# PASSAGE TO READ
Name of Each Exchange on Which Registered
Class A Voting Common Shares, no par value per share
 
LGF.A
 
New York Stock Exchange
Class B Non-Voting Common Shares, no par value per share
 
LGF.B
 
New York Stock Exchange
Indicate by check mark whether the registrant is an emerging growth company as defined in as defined in Rule 405 of the Securities Act of 1933 (§230.405 of this chapter) or Rule 12b-2 of the Securities Exchange Act of 1934 (§240.12b-2 of this chapter).
Emerging growth company  
If an emerging growth company, indicate by check mark if the registrant has elected not to use the extended transition period for complying with any new or revised financial accounting standards provided pursuant to Section 13(a) of the Exchange Act.  
 





Item 5.02     Departure of Directors or Certain Officers; Election of Directors; Appointment of Certain Officers; Compensatory Arrangements of Certain Officers.

(e)    Compensatory Arrangements of Certain Officers.

On August 21, 2020, the Compensation Committee (the “Committee”) of the Board of Directors of Lions Gate Entertainment Corp. (the “Company”) approved a new employment agreement for Jon Feltheimer, the Company’s Chief Executive Officer (the “New Employment Agreement’). The New Employment Agreement replaces the Company’s current employment agreement with Mr. Feltheimer, which was originally entered into as of May 30, 2013 and subsequently amended as of October 11, 2016 (the “Prior Employment Agreement”). The New Employment Agreement has the same compensation and other terms of employment as the Prior Employment Agreement, except as described below.

The term of the New Employment Agreement is scheduled to expire on August 21, 2023 (as opposed to the expiration date of May 22, 2023 provided in the Prior Employment Agreement) and the New Employment Agreement gives the Company the right, in its sole discretion, to extend the term of the New Employment Agreement by either one or two additional years (so that the term would expire on August 21, 2024 or August 21, 2025).

# YOUR INSTRUCTIONS
According to the Lions Gate filing, on what date is the term of the New Employment Agreement scheduled to expire?

Outline annotation records
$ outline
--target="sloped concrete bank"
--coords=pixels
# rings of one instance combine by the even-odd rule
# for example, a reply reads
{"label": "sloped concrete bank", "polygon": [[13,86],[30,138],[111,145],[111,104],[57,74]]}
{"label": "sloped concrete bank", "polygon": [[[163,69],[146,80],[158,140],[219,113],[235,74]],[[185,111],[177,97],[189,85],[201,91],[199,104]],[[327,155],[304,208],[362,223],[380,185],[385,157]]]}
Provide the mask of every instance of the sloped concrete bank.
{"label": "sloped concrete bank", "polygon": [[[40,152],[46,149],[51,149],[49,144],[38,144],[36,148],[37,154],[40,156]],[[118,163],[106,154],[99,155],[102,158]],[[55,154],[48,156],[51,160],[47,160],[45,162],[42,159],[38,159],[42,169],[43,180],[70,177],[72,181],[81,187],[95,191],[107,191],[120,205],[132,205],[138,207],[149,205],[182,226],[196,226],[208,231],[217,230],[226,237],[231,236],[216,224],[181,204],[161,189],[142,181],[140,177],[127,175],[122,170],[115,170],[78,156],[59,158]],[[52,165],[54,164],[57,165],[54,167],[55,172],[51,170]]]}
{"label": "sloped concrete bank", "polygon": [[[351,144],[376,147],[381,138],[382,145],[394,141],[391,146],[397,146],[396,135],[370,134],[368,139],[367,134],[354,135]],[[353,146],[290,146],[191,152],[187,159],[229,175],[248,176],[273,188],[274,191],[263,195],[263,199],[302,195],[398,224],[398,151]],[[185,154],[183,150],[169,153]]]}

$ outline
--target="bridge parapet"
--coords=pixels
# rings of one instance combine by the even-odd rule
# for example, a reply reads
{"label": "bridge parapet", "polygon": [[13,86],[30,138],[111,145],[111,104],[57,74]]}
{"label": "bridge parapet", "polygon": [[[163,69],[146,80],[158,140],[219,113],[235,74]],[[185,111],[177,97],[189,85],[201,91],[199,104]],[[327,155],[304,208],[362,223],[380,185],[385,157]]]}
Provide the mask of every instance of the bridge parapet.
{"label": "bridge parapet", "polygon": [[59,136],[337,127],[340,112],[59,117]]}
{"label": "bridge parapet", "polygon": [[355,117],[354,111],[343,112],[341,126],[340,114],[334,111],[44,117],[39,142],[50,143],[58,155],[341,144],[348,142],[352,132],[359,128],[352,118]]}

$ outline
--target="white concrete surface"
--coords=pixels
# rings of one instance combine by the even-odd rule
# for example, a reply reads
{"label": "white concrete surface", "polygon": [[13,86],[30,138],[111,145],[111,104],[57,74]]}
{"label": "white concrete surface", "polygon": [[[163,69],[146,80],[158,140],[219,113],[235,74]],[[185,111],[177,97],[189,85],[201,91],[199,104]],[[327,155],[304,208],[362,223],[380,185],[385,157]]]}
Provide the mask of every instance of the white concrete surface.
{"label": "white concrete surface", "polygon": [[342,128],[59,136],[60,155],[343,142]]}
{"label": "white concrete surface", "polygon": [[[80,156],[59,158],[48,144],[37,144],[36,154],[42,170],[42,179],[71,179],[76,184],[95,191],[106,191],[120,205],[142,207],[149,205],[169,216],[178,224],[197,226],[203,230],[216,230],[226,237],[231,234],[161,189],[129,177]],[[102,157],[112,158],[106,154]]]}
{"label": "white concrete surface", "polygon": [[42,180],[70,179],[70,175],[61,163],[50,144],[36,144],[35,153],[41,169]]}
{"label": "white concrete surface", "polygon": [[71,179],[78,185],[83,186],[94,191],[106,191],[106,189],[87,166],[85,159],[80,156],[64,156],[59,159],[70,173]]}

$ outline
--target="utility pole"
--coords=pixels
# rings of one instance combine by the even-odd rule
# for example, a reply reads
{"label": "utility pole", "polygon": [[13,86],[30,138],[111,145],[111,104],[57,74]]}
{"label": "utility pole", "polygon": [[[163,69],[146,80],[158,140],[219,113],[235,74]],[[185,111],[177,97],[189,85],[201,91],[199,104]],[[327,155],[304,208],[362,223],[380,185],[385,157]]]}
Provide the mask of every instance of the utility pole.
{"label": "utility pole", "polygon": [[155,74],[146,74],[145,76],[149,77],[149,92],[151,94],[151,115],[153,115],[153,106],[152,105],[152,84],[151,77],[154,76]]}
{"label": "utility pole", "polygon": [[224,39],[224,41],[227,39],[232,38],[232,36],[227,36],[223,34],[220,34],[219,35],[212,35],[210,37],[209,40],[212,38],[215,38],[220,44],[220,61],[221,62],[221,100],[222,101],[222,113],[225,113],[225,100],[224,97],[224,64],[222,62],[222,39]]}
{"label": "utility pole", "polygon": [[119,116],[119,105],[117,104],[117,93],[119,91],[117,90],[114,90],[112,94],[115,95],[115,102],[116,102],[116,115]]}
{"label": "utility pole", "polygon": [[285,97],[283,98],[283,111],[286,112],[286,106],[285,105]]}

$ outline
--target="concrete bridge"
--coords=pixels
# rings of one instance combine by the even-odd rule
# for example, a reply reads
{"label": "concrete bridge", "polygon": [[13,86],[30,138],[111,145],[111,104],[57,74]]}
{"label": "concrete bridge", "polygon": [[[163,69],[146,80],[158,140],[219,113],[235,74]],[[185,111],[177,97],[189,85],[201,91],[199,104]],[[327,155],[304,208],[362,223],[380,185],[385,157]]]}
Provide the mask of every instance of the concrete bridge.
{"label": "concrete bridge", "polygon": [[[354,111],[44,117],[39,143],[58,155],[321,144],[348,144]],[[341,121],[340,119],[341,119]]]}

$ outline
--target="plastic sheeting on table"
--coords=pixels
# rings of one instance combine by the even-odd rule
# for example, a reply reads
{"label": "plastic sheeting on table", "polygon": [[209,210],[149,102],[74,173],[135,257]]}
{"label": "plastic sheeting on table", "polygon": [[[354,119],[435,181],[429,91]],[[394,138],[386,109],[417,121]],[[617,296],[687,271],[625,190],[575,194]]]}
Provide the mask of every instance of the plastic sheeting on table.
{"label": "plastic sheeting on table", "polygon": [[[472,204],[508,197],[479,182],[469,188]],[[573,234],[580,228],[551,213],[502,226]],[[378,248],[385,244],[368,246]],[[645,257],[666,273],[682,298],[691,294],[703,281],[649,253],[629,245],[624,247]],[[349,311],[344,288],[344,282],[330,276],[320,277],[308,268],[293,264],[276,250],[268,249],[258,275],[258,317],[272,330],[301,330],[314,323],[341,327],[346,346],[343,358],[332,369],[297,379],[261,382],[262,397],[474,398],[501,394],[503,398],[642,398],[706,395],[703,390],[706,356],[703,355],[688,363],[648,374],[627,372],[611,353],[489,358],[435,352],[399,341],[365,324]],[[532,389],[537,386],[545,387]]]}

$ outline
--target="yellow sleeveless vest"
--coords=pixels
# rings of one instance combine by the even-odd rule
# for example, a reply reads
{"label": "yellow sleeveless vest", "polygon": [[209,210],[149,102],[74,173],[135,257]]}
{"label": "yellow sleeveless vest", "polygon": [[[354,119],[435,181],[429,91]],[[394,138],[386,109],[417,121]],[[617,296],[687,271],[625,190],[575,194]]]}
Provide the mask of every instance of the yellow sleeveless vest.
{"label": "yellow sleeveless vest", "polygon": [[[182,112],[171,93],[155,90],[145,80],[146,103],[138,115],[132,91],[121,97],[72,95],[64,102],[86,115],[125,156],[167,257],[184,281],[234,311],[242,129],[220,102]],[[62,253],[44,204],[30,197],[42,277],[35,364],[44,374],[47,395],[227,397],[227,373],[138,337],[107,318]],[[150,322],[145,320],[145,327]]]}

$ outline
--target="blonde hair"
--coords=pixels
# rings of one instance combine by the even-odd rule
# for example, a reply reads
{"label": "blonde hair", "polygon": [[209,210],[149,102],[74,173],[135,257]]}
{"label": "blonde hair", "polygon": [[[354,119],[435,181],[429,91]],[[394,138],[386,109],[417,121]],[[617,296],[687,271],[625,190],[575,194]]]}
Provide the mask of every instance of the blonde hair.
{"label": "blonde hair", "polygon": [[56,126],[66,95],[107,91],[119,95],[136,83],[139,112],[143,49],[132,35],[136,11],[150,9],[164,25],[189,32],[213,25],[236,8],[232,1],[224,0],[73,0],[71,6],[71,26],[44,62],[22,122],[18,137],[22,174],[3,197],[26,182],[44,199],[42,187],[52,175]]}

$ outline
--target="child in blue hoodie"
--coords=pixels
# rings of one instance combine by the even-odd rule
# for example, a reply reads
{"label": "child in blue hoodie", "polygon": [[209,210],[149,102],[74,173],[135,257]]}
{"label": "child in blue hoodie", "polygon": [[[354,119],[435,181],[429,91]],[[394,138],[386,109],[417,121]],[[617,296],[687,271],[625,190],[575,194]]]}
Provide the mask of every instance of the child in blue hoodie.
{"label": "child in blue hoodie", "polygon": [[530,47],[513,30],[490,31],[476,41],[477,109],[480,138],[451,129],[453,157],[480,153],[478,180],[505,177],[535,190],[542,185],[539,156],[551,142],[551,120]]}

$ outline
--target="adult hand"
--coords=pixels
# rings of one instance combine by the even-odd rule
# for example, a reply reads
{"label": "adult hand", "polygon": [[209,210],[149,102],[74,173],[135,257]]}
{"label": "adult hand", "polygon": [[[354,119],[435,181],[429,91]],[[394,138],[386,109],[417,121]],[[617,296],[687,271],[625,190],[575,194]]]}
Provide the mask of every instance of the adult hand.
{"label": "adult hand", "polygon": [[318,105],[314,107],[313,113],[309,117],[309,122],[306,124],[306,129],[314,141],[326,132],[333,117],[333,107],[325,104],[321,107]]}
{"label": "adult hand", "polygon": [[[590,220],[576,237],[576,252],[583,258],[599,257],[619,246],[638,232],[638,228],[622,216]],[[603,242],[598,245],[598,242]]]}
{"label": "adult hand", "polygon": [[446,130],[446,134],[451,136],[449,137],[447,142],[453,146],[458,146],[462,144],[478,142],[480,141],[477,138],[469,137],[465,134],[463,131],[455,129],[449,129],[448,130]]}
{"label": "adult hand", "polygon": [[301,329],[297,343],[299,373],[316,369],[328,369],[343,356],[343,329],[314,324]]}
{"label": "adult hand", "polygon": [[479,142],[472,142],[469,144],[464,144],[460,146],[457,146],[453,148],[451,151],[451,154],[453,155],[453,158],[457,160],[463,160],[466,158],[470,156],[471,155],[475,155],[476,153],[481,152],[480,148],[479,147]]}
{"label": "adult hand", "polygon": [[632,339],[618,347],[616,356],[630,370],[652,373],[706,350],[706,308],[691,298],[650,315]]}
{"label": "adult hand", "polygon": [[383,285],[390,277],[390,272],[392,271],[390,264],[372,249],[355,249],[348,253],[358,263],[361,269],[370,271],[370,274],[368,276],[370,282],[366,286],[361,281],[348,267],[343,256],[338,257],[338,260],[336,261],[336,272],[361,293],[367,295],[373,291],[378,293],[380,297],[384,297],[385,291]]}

# IN RESPONSE
August 21, 2023